[Point labeling items]
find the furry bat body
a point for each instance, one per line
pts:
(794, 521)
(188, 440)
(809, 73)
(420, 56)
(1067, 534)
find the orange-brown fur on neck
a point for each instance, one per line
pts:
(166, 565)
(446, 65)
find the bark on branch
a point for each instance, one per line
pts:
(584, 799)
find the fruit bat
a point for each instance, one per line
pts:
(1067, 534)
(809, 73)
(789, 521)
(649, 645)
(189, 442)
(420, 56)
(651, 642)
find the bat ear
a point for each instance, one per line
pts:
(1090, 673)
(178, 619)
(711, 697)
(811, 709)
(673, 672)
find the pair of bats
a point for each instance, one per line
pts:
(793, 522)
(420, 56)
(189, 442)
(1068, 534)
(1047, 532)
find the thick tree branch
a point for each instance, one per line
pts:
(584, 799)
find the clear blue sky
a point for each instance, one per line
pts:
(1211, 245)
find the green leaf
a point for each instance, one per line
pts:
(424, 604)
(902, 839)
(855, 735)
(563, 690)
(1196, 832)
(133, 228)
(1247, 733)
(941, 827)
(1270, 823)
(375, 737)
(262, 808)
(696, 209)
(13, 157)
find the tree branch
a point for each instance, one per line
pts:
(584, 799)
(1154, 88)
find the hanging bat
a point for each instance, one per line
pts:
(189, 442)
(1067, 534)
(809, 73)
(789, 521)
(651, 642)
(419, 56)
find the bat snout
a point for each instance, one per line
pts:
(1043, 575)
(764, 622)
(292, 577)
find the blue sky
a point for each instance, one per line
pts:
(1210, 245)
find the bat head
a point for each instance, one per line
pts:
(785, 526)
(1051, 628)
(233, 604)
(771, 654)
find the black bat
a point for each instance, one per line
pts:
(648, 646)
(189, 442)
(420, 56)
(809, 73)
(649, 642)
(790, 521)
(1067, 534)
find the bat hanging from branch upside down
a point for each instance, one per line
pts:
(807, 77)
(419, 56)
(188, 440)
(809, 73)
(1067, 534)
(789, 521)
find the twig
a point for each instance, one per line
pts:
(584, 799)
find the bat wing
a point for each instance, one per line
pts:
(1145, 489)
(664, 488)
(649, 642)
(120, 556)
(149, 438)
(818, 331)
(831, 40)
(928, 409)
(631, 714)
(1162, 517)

## What is asked:
Scale the items from the line with "find the bat snout" through the last item, both ends included, and write out only those lines with their requests. Multiply every point coordinate by 2.25 and round to whole numbers, with halves rounding up.

## Expected answer:
find the bat snout
a point for each instance, one per line
pts:
(2347, 1294)
(1719, 1400)
(657, 1298)
find the blue sky
a point for each instance, one per line
pts:
(2723, 551)
find the bat head
a point for each instance, one per line
pts:
(1766, 1184)
(2365, 1413)
(524, 1359)
(1735, 1472)
find the black bat
a point for each instance, one per line
pts:
(1458, 1454)
(425, 995)
(945, 126)
(1820, 164)
(1460, 1445)
(1778, 1172)
(2401, 1202)
find the bat hanging from branch upside down
a point for each instance, one per line
pts:
(1816, 173)
(943, 126)
(423, 990)
(1820, 164)
(2401, 1202)
(1775, 1172)
find the twig
a point for each instance, one per line
pts:
(1314, 1798)
find the bat wing
a point for each instance, one per line
pts:
(2576, 1100)
(1494, 1098)
(1460, 1445)
(270, 1251)
(335, 986)
(1841, 745)
(1870, 90)
(2088, 920)
(1420, 1607)
(2615, 1163)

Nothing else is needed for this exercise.